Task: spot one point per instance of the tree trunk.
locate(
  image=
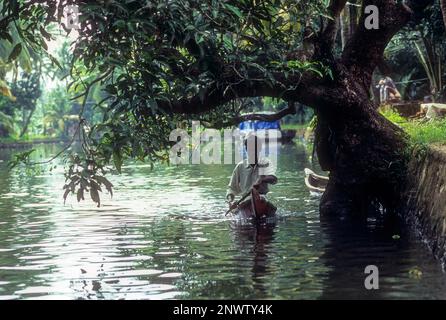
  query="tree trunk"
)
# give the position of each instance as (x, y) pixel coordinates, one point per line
(443, 11)
(364, 152)
(27, 121)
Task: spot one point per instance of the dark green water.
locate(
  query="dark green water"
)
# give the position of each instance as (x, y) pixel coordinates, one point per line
(164, 236)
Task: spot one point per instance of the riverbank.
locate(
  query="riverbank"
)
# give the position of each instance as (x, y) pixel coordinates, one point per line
(425, 204)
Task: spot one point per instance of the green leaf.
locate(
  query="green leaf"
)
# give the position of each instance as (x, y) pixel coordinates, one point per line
(15, 52)
(94, 194)
(117, 159)
(234, 10)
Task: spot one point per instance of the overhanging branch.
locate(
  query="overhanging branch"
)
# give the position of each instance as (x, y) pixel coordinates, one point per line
(290, 109)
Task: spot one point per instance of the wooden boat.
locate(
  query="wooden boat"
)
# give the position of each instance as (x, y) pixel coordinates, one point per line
(314, 182)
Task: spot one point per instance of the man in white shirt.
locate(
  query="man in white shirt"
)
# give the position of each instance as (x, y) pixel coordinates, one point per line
(252, 172)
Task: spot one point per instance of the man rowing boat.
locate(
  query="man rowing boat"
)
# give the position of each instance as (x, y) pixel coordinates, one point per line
(250, 179)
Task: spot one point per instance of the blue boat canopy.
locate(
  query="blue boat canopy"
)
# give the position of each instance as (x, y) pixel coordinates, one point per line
(259, 125)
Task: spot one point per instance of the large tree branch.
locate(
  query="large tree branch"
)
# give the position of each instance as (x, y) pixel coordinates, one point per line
(299, 88)
(325, 45)
(290, 109)
(365, 49)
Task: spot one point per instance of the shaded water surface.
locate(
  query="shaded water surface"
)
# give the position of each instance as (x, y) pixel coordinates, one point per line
(164, 236)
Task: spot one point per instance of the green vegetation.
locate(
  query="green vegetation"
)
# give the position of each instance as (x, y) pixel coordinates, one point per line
(421, 132)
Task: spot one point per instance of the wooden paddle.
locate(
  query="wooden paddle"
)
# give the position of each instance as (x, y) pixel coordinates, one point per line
(237, 203)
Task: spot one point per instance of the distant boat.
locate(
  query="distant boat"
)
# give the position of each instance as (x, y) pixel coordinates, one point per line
(314, 182)
(268, 130)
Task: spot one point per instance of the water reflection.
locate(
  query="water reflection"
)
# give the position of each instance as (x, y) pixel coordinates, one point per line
(164, 236)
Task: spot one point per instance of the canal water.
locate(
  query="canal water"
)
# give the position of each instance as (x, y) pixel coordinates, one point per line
(164, 235)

(SET TASK)
Reproduce, exactly and with nothing added, the lines from the one that includes "Task: spot one point per instance of the man rowing" through the last line of the material.

(CORRECT RESULT)
Task: spot one point per instance of the man rowing boat.
locate(
  query="man rowing boat"
)
# give the position of each instance as (x, y) pixel coordinates, one point per line
(250, 179)
Task: spot one point per instance of the blue boat canopy.
locate(
  query="blue boat canopy"
)
# give the position of each instance as (x, y) pixel coordinates, one point per line
(259, 125)
Task: spot one point per instance of the large tree branch.
locate(
  query="large tree branch"
)
# give the position of each instance as (x, y) pixel coordinates, one point per line
(299, 88)
(325, 45)
(290, 109)
(365, 49)
Task: spot one point per instance of the shaded water surface.
locate(
  query="shaded water surface"
)
# give the position of each instance as (x, y) pixel coordinates, one point per line
(164, 236)
Task: spot one point per instance of the green vegetation.
locate(
  query="green vegetation"
)
# give the position of each instance as (x, y) pixel coordinates, one point per line
(421, 132)
Task: spot one point per instance of the wooden paddle.
locate(
  query="wooden paddle"
)
# give the position of each instance as (x, y) pixel coordinates, one point per line
(237, 203)
Task: spot one point per instance of the distant boat.
locate(
  query="distant boat"
)
# give the position of each instance as (x, y) pixel coordinates, one point per line
(314, 182)
(268, 130)
Task: spot one point per instance of the water reflection.
locate(
  query="water reflection"
)
# give the position of each instance as (x, y) pixel coordinates, one point per line
(164, 236)
Task: spot one point per instance of the canal water.
locate(
  query="canal water"
)
# give the position of each instance as (x, y) pixel coordinates, one point per line
(164, 235)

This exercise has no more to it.